▸ **지시 사항**
아래 데이터에서 "sign"라는 단어가 들어 있는 줄을 모두 걸러 내어 빠짐없이 옮겨 적으세요. 대문자와 소문자는 서로 다른 글자로 봅니다.

* * * * * * *

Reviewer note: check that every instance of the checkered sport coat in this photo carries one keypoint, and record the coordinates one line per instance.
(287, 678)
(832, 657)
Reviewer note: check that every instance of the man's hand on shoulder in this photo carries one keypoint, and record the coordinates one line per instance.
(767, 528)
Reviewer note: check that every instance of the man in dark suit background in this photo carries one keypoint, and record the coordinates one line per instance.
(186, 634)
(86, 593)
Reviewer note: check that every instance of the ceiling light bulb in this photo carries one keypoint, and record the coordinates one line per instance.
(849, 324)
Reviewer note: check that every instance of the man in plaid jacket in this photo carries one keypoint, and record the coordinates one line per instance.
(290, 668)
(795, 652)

* * * * * * *

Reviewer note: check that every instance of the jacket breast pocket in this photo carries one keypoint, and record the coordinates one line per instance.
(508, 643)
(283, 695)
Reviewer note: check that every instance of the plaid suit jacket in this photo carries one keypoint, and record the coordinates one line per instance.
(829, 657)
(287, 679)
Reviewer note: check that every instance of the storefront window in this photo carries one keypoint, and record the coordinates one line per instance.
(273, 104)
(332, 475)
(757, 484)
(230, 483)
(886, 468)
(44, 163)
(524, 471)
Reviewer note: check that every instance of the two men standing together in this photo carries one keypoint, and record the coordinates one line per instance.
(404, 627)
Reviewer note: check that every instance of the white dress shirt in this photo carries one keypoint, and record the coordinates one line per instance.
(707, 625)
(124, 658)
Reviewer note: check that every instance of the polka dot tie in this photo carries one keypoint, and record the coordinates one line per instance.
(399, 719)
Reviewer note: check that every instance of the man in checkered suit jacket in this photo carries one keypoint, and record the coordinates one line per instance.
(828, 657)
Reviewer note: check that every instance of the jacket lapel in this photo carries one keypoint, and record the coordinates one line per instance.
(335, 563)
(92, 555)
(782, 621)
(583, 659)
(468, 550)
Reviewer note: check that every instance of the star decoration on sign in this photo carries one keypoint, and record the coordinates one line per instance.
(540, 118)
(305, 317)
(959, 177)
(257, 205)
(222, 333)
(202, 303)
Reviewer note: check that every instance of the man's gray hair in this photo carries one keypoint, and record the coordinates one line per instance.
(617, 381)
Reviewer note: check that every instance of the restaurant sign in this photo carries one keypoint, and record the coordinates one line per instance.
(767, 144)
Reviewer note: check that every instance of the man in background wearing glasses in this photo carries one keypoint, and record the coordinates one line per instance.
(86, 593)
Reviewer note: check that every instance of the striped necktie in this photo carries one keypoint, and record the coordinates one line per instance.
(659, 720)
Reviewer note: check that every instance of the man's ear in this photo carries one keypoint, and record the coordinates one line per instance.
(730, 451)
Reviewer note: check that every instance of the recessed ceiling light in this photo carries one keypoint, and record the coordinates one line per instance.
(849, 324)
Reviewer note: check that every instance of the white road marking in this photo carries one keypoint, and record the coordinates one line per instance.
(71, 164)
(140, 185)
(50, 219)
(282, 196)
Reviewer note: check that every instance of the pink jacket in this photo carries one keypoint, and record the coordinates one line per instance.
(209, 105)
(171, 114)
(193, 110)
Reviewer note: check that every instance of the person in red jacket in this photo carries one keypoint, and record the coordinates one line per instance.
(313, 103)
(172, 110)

* * * * * * *

▸ **전체 답안**
Reviewer note: check that every instance of the star decoration on sign in this photo carries one keypoint, and record the coordinates one line per instance.
Reviewer note: check that every instance of the restaurant sign in this photo carries one keypoint, and record the coordinates one line per instance.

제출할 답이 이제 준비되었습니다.